= Your task =
With pictures left out, only the lines from the one containing "Target: stitched toy eye" through the end of the records should be reproduced exactly, please.

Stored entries
[Start of section]
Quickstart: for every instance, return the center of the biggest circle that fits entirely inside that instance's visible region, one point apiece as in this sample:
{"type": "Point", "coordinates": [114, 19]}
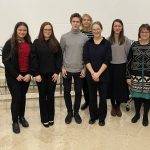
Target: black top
{"type": "Point", "coordinates": [44, 60]}
{"type": "Point", "coordinates": [96, 55]}
{"type": "Point", "coordinates": [11, 63]}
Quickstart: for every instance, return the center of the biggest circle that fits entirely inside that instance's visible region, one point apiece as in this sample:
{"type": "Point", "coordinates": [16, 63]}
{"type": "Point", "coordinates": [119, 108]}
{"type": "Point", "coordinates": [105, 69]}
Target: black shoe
{"type": "Point", "coordinates": [68, 118]}
{"type": "Point", "coordinates": [46, 124]}
{"type": "Point", "coordinates": [92, 121]}
{"type": "Point", "coordinates": [77, 118]}
{"type": "Point", "coordinates": [135, 118]}
{"type": "Point", "coordinates": [24, 122]}
{"type": "Point", "coordinates": [51, 123]}
{"type": "Point", "coordinates": [84, 106]}
{"type": "Point", "coordinates": [101, 123]}
{"type": "Point", "coordinates": [145, 121]}
{"type": "Point", "coordinates": [15, 127]}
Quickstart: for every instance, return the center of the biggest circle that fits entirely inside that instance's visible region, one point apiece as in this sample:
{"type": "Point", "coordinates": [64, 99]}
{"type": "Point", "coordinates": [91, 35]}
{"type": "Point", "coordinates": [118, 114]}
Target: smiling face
{"type": "Point", "coordinates": [75, 23]}
{"type": "Point", "coordinates": [144, 34]}
{"type": "Point", "coordinates": [47, 31]}
{"type": "Point", "coordinates": [21, 32]}
{"type": "Point", "coordinates": [96, 30]}
{"type": "Point", "coordinates": [86, 22]}
{"type": "Point", "coordinates": [117, 27]}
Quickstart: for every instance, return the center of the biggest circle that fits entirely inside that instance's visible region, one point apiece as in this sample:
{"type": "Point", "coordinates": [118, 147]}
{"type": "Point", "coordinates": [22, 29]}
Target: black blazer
{"type": "Point", "coordinates": [11, 64]}
{"type": "Point", "coordinates": [44, 60]}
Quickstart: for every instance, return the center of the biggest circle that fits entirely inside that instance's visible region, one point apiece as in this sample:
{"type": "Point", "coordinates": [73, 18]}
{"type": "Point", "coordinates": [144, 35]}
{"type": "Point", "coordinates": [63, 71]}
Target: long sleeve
{"type": "Point", "coordinates": [58, 58]}
{"type": "Point", "coordinates": [128, 66]}
{"type": "Point", "coordinates": [108, 56]}
{"type": "Point", "coordinates": [9, 67]}
{"type": "Point", "coordinates": [86, 57]}
{"type": "Point", "coordinates": [34, 64]}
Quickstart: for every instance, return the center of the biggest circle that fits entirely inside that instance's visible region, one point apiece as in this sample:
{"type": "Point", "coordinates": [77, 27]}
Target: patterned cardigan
{"type": "Point", "coordinates": [138, 70]}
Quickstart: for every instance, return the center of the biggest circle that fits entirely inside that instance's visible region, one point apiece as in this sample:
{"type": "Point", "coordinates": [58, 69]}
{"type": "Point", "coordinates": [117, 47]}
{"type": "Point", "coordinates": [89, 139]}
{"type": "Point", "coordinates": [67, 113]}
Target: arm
{"type": "Point", "coordinates": [7, 61]}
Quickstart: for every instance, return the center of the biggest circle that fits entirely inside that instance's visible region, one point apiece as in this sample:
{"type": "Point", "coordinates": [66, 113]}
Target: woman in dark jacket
{"type": "Point", "coordinates": [97, 55]}
{"type": "Point", "coordinates": [15, 56]}
{"type": "Point", "coordinates": [46, 62]}
{"type": "Point", "coordinates": [138, 73]}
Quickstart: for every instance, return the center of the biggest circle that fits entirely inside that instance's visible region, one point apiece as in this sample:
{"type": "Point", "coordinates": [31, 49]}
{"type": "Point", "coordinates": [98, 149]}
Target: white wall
{"type": "Point", "coordinates": [34, 12]}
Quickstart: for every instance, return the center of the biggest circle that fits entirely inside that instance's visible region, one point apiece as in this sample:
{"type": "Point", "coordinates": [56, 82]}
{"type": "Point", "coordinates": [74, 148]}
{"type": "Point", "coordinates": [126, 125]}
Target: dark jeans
{"type": "Point", "coordinates": [46, 90]}
{"type": "Point", "coordinates": [18, 90]}
{"type": "Point", "coordinates": [67, 82]}
{"type": "Point", "coordinates": [138, 103]}
{"type": "Point", "coordinates": [85, 90]}
{"type": "Point", "coordinates": [95, 111]}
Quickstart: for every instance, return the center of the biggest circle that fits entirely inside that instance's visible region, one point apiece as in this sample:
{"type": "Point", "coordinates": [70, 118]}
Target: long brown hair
{"type": "Point", "coordinates": [14, 39]}
{"type": "Point", "coordinates": [121, 38]}
{"type": "Point", "coordinates": [143, 26]}
{"type": "Point", "coordinates": [52, 42]}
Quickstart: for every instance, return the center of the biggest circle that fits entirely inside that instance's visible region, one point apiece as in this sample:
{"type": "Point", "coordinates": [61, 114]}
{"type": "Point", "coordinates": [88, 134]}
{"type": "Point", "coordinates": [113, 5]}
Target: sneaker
{"type": "Point", "coordinates": [68, 118]}
{"type": "Point", "coordinates": [77, 118]}
{"type": "Point", "coordinates": [145, 121]}
{"type": "Point", "coordinates": [118, 111]}
{"type": "Point", "coordinates": [15, 127]}
{"type": "Point", "coordinates": [84, 106]}
{"type": "Point", "coordinates": [113, 111]}
{"type": "Point", "coordinates": [135, 118]}
{"type": "Point", "coordinates": [24, 122]}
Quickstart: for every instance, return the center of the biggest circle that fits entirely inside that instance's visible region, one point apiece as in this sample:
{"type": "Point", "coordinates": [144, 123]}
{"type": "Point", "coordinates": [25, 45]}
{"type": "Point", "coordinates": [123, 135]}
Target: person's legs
{"type": "Point", "coordinates": [67, 96]}
{"type": "Point", "coordinates": [86, 94]}
{"type": "Point", "coordinates": [146, 111]}
{"type": "Point", "coordinates": [51, 86]}
{"type": "Point", "coordinates": [78, 95]}
{"type": "Point", "coordinates": [137, 104]}
{"type": "Point", "coordinates": [102, 87]}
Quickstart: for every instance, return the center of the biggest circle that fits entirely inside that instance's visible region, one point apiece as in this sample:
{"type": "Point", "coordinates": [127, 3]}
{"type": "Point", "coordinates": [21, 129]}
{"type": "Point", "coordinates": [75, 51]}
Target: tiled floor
{"type": "Point", "coordinates": [117, 134]}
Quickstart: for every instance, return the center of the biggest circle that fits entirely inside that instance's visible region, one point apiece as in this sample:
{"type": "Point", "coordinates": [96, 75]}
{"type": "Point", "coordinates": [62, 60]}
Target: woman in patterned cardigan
{"type": "Point", "coordinates": [138, 73]}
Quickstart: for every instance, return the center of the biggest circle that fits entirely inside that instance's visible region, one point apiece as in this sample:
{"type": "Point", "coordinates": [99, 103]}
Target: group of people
{"type": "Point", "coordinates": [110, 66]}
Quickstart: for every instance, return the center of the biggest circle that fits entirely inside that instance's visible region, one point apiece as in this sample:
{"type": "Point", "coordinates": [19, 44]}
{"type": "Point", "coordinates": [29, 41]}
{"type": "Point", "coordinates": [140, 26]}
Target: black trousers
{"type": "Point", "coordinates": [138, 103]}
{"type": "Point", "coordinates": [18, 90]}
{"type": "Point", "coordinates": [46, 90]}
{"type": "Point", "coordinates": [67, 82]}
{"type": "Point", "coordinates": [95, 111]}
{"type": "Point", "coordinates": [85, 90]}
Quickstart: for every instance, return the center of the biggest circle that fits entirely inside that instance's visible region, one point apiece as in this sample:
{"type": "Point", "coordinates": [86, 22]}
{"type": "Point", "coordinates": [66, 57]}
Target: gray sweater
{"type": "Point", "coordinates": [120, 52]}
{"type": "Point", "coordinates": [72, 47]}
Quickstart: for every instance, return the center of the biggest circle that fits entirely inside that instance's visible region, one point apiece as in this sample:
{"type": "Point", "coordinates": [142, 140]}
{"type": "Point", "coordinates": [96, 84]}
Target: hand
{"type": "Point", "coordinates": [95, 76]}
{"type": "Point", "coordinates": [64, 72]}
{"type": "Point", "coordinates": [38, 78]}
{"type": "Point", "coordinates": [129, 82]}
{"type": "Point", "coordinates": [26, 78]}
{"type": "Point", "coordinates": [82, 74]}
{"type": "Point", "coordinates": [20, 77]}
{"type": "Point", "coordinates": [55, 77]}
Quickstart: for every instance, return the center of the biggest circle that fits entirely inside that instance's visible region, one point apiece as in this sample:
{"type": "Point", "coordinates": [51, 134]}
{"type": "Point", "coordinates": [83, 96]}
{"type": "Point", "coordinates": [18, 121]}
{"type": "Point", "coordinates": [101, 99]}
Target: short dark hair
{"type": "Point", "coordinates": [75, 15]}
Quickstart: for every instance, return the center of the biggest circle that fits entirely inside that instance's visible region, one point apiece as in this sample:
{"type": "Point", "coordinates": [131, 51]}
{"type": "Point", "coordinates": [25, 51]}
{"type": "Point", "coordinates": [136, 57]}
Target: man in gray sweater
{"type": "Point", "coordinates": [72, 46]}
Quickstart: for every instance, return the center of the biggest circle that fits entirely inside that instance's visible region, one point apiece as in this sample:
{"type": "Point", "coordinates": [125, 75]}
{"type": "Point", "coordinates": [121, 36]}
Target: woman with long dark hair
{"type": "Point", "coordinates": [118, 89]}
{"type": "Point", "coordinates": [138, 73]}
{"type": "Point", "coordinates": [15, 56]}
{"type": "Point", "coordinates": [97, 56]}
{"type": "Point", "coordinates": [46, 62]}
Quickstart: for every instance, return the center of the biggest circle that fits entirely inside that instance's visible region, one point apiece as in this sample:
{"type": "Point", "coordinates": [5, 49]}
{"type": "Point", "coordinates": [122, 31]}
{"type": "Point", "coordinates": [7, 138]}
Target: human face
{"type": "Point", "coordinates": [75, 23]}
{"type": "Point", "coordinates": [47, 31]}
{"type": "Point", "coordinates": [86, 22]}
{"type": "Point", "coordinates": [117, 27]}
{"type": "Point", "coordinates": [144, 34]}
{"type": "Point", "coordinates": [21, 31]}
{"type": "Point", "coordinates": [96, 30]}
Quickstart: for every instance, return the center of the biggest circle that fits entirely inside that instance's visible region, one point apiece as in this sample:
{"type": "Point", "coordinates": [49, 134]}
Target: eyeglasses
{"type": "Point", "coordinates": [145, 32]}
{"type": "Point", "coordinates": [48, 30]}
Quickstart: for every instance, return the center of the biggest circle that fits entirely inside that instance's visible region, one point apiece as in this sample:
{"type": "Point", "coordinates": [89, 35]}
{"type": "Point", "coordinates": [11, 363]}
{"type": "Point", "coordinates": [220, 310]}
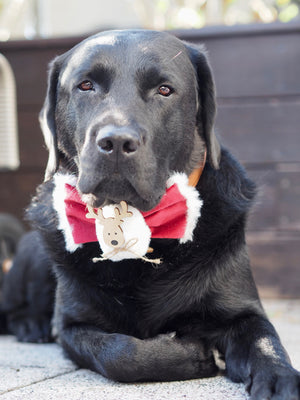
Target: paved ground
{"type": "Point", "coordinates": [41, 372]}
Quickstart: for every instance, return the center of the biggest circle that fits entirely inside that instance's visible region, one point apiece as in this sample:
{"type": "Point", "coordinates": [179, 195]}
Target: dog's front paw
{"type": "Point", "coordinates": [280, 383]}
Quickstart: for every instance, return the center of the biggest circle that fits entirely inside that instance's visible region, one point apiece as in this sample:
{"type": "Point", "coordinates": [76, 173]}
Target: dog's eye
{"type": "Point", "coordinates": [165, 90]}
{"type": "Point", "coordinates": [85, 86]}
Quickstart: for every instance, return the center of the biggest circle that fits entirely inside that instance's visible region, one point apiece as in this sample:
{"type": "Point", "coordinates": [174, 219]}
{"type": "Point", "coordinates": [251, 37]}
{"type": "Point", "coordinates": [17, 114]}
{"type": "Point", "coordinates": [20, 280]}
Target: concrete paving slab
{"type": "Point", "coordinates": [85, 385]}
{"type": "Point", "coordinates": [41, 371]}
{"type": "Point", "coordinates": [22, 364]}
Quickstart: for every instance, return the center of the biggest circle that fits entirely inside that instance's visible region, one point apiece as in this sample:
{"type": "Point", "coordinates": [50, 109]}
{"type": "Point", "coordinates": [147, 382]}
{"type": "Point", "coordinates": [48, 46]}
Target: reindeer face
{"type": "Point", "coordinates": [113, 234]}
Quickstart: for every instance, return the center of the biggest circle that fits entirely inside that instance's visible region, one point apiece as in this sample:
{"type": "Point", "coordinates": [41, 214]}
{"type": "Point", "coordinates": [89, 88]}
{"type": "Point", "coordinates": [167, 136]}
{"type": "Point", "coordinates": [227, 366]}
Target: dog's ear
{"type": "Point", "coordinates": [47, 119]}
{"type": "Point", "coordinates": [207, 103]}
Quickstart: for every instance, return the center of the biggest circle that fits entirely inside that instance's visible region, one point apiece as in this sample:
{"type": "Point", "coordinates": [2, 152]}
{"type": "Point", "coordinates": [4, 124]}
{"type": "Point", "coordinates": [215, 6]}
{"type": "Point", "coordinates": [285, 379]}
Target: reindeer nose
{"type": "Point", "coordinates": [113, 140]}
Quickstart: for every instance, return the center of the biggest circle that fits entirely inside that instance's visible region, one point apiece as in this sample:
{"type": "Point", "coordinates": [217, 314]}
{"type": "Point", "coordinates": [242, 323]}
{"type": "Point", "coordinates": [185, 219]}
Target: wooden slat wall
{"type": "Point", "coordinates": [256, 70]}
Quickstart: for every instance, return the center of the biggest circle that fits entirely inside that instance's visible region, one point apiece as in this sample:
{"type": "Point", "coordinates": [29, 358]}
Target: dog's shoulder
{"type": "Point", "coordinates": [227, 193]}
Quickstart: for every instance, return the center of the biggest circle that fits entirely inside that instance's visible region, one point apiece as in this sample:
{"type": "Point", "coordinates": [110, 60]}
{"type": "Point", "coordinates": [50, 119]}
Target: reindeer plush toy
{"type": "Point", "coordinates": [123, 231]}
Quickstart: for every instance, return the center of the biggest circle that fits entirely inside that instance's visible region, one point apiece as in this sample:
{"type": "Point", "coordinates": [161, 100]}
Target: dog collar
{"type": "Point", "coordinates": [123, 231]}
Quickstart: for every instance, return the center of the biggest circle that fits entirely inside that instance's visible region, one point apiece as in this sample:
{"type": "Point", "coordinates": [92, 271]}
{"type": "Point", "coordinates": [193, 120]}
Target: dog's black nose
{"type": "Point", "coordinates": [118, 140]}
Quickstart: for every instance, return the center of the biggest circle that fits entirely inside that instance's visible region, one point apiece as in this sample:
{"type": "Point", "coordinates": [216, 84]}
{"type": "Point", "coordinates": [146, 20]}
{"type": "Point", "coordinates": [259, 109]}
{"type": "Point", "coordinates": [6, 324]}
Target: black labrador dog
{"type": "Point", "coordinates": [124, 111]}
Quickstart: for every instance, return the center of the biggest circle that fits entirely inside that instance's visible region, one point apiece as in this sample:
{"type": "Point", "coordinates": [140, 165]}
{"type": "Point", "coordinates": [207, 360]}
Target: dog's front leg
{"type": "Point", "coordinates": [128, 359]}
{"type": "Point", "coordinates": [254, 355]}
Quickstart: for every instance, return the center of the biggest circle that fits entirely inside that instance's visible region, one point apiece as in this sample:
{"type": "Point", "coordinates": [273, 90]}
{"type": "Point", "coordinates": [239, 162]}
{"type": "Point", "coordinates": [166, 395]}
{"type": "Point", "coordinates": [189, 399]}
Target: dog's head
{"type": "Point", "coordinates": [125, 109]}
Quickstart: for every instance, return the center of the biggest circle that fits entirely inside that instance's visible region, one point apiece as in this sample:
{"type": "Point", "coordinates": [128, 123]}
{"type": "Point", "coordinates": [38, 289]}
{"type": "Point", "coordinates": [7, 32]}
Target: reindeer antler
{"type": "Point", "coordinates": [124, 212]}
{"type": "Point", "coordinates": [95, 215]}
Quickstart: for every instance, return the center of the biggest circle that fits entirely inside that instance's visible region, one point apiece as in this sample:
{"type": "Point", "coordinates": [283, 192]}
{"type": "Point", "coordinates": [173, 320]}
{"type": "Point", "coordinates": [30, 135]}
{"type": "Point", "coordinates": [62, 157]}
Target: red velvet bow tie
{"type": "Point", "coordinates": [175, 217]}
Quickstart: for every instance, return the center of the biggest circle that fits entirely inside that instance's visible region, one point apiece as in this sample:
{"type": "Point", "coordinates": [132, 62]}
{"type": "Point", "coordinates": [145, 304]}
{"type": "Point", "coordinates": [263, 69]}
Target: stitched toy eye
{"type": "Point", "coordinates": [165, 90]}
{"type": "Point", "coordinates": [85, 86]}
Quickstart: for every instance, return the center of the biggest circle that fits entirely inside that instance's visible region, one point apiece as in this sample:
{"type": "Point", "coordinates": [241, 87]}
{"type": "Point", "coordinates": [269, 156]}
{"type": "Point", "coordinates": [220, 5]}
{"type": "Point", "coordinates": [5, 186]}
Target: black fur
{"type": "Point", "coordinates": [28, 291]}
{"type": "Point", "coordinates": [128, 320]}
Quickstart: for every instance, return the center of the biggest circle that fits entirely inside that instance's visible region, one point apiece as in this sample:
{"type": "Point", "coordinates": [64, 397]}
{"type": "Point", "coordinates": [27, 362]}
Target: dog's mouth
{"type": "Point", "coordinates": [113, 191]}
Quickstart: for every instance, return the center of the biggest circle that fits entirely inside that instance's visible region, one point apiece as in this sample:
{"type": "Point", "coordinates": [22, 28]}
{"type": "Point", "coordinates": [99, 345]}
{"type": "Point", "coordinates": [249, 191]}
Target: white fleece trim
{"type": "Point", "coordinates": [193, 202]}
{"type": "Point", "coordinates": [59, 195]}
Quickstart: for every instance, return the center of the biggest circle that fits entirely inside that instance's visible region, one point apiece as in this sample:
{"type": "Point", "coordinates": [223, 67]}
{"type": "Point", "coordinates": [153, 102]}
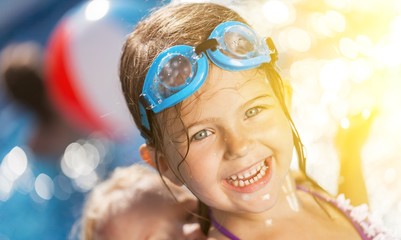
[End of section]
= Output for this exercise =
Target: stitched toy eye
{"type": "Point", "coordinates": [165, 90]}
{"type": "Point", "coordinates": [85, 86]}
Quickstart: for every instance, return the center of the biggest circle that fits entirely inside that instance's visible region, one point apiece as in this sample:
{"type": "Point", "coordinates": [241, 87]}
{"type": "Point", "coordinates": [269, 156]}
{"type": "Point", "coordinates": [220, 5]}
{"type": "Point", "coordinates": [5, 186]}
Target: black fur
{"type": "Point", "coordinates": [28, 291]}
{"type": "Point", "coordinates": [128, 320]}
Quickstart: for every instance, return the center of the biggest circle that fits entirely inside that instance's visible region, one point apiece as in this sample:
{"type": "Point", "coordinates": [64, 397]}
{"type": "Point", "coordinates": [27, 362]}
Target: dog's mouth
{"type": "Point", "coordinates": [113, 191]}
Quickstart: for every instance, return the center of the biggest circle that fits entirely inside that instance's visible region, one point apiece as in this sample:
{"type": "Point", "coordinates": [22, 28]}
{"type": "Point", "coordinates": [99, 345]}
{"type": "Point", "coordinates": [249, 191]}
Target: white fleece trim
{"type": "Point", "coordinates": [193, 202]}
{"type": "Point", "coordinates": [59, 195]}
Quickstart: for every instance, return the center of the biggest circle that fits entirely inside that instance's visible region, one point apiece as in this sample:
{"type": "Point", "coordinates": [223, 67]}
{"type": "Point", "coordinates": [153, 102]}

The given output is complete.